■ Source ■
§ §

[Originally published in the Monroe News on November 5, 2021]
My life feels as though it is approaching a rather eye-opening crossroads. My oldest boy is just a year and a half away from moving out and heading to college and beyond. My middle boys will both be in high school. I also have a soon to be 3-year old and the Lord has blessed my wife and I with one more child who is expected in January. I’ve spent the last 16 years looking forward to days when my boys would be old enough to be in sports and other fun Dad-loving activities. I so yearned for those days when I could take them camping and introduce them to other wonderful adventures. Now I look at it and it seems as though these precious days have come all too quickly. I look at my young daughter and I can hardly remember the days when my boys were at such a tender (and cute!) age.
I believe this is a rite of passage that every parent goes through. You simultaneously look forward to the future days when your kids graduate or get married or give you grandkids. Yet at the same time you long for the days when you could still hold them in your arms. What are we to make of this? Is it part of our human nature to always long for both? To long for what we don’t have? I frequently find myself looking forward to big events. I’m always anxious for the next vacation that might be around the corner. I can’t wait to see the next big event in the lives of my children. But I also don’t want to so quickly bid farewell to the present. I don’t want life to go by too fast.
When we allow ourselves to get too caught up in what is still to come we risk doing so at losing out on the joys of today. I’m as guilty of this as anyone. I even catch myself doing this in the midst of one of my favorite activities. As I’ve written about previously, I love to hike. I love to be out on big adventures on the trails. Yet a very strange thing happens almost every time I go out. I get started on a trail and it doesn’t take long for my mind to begin to think: “how long til I finish?” “How many more miles to go?” “When will this be over?” These thoughts befuddle me as I’m in the middle of doing something I love and yet my mind is looking ahead to the finish. We do this in life all the time. And it causes us to not be present. We don’t engage with the things of today and I believe we miss out.

§ §

■ Directives ■
(a) In the essay on savoring the present, why do the thoughts that come to the author on the trail befuddle him? Answer in one to three sentences.
(b) According to the essay on savoring the present, how long is it until the author's oldest boy moves out and heads to college?
(c) Resume the essay on savoring the present, starting after its final sentence.

§ §

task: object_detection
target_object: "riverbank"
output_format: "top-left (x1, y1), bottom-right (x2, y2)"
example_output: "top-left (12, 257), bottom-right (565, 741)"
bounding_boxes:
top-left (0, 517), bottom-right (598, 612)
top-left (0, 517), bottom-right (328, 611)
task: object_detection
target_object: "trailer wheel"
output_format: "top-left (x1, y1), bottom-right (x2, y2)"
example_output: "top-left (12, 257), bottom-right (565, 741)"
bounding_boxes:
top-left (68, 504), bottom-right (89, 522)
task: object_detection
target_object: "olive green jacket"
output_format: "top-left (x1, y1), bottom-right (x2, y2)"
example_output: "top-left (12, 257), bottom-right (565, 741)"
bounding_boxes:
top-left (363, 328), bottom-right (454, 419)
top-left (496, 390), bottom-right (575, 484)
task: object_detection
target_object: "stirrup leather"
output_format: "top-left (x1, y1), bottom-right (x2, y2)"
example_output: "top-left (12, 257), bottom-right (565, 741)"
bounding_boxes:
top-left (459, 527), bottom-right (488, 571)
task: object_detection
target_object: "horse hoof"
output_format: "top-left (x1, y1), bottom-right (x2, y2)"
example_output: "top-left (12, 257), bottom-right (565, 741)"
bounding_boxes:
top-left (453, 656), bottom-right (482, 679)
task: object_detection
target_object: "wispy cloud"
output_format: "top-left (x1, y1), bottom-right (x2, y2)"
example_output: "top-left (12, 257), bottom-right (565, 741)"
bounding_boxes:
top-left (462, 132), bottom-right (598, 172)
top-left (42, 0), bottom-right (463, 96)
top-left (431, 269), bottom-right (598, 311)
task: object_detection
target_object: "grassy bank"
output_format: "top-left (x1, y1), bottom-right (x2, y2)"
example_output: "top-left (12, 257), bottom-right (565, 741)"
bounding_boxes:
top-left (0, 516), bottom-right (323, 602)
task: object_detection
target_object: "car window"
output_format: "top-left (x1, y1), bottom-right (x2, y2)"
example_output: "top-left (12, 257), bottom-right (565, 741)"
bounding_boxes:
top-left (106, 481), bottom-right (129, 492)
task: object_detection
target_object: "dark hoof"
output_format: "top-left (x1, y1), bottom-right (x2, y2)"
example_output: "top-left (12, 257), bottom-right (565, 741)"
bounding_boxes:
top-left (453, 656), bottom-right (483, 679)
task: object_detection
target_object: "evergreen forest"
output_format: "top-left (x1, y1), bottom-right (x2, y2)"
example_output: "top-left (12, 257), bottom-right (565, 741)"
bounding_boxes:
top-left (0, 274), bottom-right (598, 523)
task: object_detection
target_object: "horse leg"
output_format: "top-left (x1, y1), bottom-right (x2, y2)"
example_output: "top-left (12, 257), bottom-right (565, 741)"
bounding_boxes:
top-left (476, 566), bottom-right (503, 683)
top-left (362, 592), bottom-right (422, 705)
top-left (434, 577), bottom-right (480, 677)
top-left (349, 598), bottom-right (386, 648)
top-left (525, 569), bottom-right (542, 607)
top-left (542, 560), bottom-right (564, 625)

§ §

■ Answers provided ■
(a) They befuddle him because he is in the middle of doing something he loves, hiking, yet his mind is already looking ahead to the finish.

(b) A year and a half.

(c)
So what’s the solution? What’s the answer to this conundrum? I would put it this way: “Thank God for the journey!” While it is okay to anticipate and hope for a beautiful destination and goal at the finish line, it is just as good, just as joyful, to take heart in the journey that is happening right here today. Give thanks for both the journey and the finish.
When you think about it, life’s joys happening today are all a part of what makes the destination so sweet. Watching your child graduate or get married is the culmination of all the days you spent raising and loving them. It is all a package deal, the today, and the tomorrow, the journey and the goal.
This hope of looking at the present and using the joys of the present to anticipate the future is a very Biblical thing. It is especially an Old Testament thing. Consider this: when Israel was enslaved in Egypt for 400 years God raises up Moses as a deliver. God uses Moses to lead Israel out of Egypt, through the parted Red Sea and into their freedom. This points us forward to the delivering Savior that would be Jesus. Likewise when the prophet Elijah raises the widow’s son from the dead. God using an old prophet to perform a miraculous resurrection was just a foretaste of the great things still to come.
Thank God for the journey indeed. The present comes and goes too quickly for us not to find peace and joy in what God is doing right now. But we also have the added pleasure of knowing that our Lord’s greatest works are still yet to come.
To God be the glory.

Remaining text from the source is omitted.